Patients with severe uveitis, an inflammatory eye disease, often experience pain, sensitivity to light, visual impairment and -- in the worst cases -- blindness.

"The implant makes a big difference in treatment because it allows us to give a very small, targeted dose of the medication directly where it needs to go, which is inside the eye," said Glenn Jaffe, M.D., an ophthalmologist and director of the uveitis program at Duke University Eye Center. "We no longer have to give a person large doses of medicine, which basically treat the entire body, in order to reach the eye."

The inflammatory disease is similar to arthritis, according to Jaffe, who led several clinical trials of Retisert. The medication in the implant is released slowly over a period of two to three years and works to alleviate inflammation. This time-released medication is expected to save the patient from having to take multiple doses of medication throughout the day and from enduring various shots of drugs directly to their eye area during times when the disease flares up.

"The whole idea of developing the implant is to provide a consistent delivery of medication that can quiet down the inflammation within the eye without causing side effects elsewhere in the body," said Jaffe. "We can potentially then get people off all the other medications they have needed for years, many of which cause significant side effects and are uncomfortable, making the patient fairly miserable."

▶ Required action 1
According to the text on the uveitis implant, over what period is the medication in the implant released?
▶ Required action 2
Write the next part of the text on the uveitis implant, picking up after its final sentence.

▶ Recorded information
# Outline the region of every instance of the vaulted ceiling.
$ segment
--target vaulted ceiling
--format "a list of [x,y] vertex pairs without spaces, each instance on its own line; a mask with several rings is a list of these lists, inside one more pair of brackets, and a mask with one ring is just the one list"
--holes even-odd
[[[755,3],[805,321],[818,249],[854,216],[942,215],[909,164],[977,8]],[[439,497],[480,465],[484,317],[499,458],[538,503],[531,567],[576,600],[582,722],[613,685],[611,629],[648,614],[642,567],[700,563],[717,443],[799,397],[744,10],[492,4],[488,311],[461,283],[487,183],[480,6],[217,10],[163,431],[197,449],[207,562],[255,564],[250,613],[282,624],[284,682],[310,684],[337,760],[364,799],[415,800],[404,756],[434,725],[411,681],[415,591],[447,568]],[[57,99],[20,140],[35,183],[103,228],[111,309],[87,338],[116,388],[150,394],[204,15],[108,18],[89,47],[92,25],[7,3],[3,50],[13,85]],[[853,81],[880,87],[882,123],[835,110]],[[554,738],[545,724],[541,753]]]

▶ Exercise result 1
Two to three years.

▶ Exercise result 2
Although not particularly common, the disease typically strikes people during their most productive years between their 20s and 40s. Experts estimate that approximately 175,000 Americans have been diagnosed and roughly 800,000 people worldwide are living with the problem.

"For patients with the disease, it is very common for them to experience redness and pain in the eye, and bright lights can be bothersome," said Jaffe. "When uveitis occurs in the rear of the eye, as with the posterior form, it can cause visual impairments. This is particularly true when the inflammation is affecting the retina or the macula."

According to Jaffe, the posterior form of the disease can lead to macular edema, growth of abnormal blood vessels, the development of scar tissue, and occasionally a patient can experience blocked blood vessels in the retina, all of which are problems for the patient.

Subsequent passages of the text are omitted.